_TASK GOAL_
Give back only the lines from the line with "Please provide the" to the line with "This example is", substituting "stone archway" for "arched doorway" and keeping everything else the same.

_TASK DATA_
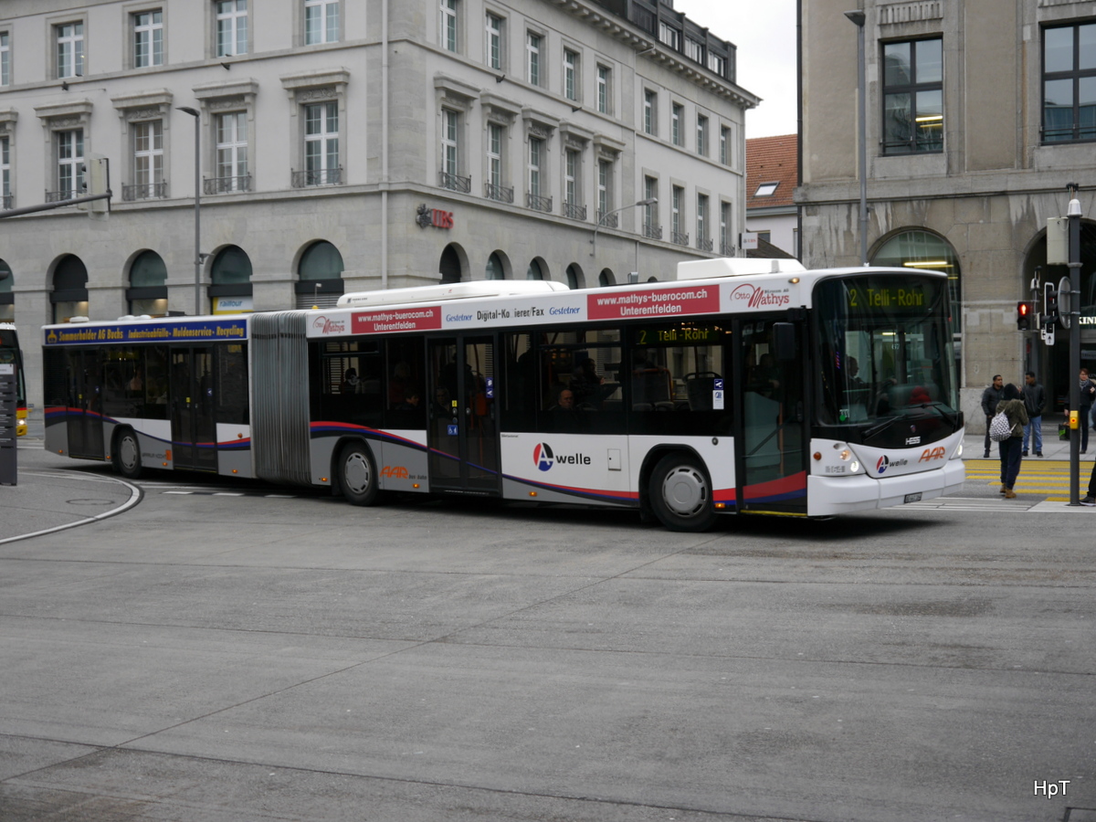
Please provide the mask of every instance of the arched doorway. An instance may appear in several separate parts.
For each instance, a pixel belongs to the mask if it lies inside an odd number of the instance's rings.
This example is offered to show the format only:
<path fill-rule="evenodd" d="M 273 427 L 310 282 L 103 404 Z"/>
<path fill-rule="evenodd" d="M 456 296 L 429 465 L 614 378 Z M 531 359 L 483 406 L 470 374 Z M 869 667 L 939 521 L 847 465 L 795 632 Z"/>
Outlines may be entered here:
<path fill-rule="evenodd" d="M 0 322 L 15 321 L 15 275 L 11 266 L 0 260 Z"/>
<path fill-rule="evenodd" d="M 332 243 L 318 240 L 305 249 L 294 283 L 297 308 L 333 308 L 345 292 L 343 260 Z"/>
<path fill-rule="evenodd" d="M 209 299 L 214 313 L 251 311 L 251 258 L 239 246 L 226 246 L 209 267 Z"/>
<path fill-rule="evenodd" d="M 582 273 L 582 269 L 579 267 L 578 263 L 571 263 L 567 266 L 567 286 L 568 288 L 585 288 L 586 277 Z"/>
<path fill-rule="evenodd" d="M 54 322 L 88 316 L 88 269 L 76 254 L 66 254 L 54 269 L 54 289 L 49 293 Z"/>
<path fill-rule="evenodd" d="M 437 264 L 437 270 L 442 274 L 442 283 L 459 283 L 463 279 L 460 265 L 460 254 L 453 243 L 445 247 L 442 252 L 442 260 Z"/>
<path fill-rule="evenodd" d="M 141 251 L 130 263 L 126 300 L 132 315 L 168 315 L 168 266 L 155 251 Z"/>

---

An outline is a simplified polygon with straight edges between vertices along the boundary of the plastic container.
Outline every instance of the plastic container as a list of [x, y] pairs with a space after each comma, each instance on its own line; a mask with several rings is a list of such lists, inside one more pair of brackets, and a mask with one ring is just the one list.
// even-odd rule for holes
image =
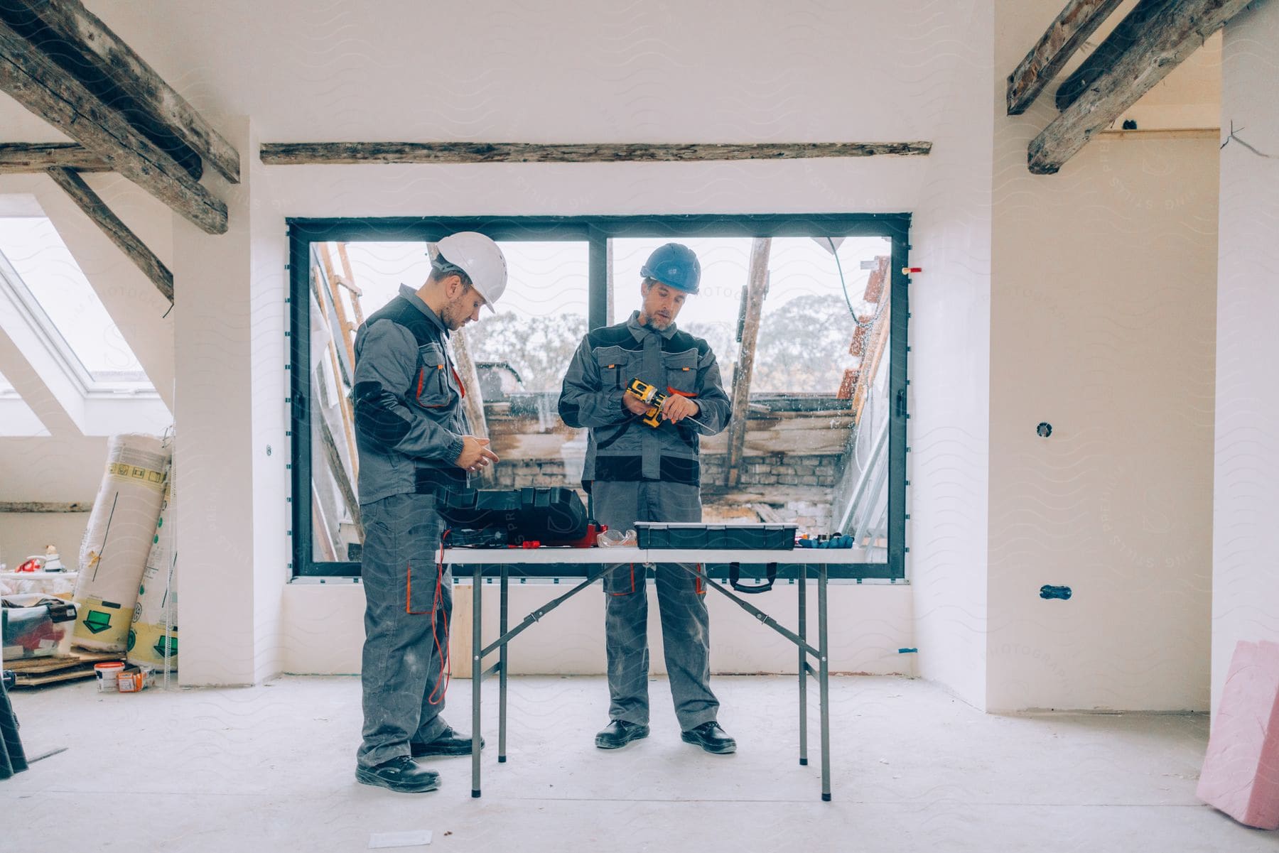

_TASK SOLUTION_
Please provide the mask of every instance of the stone archway. An instance may appear in several separate parts.
For each instance, a pixel belongs to the mask if it lies inside an odd number of the instance's rings.
This example is offered to show the format only:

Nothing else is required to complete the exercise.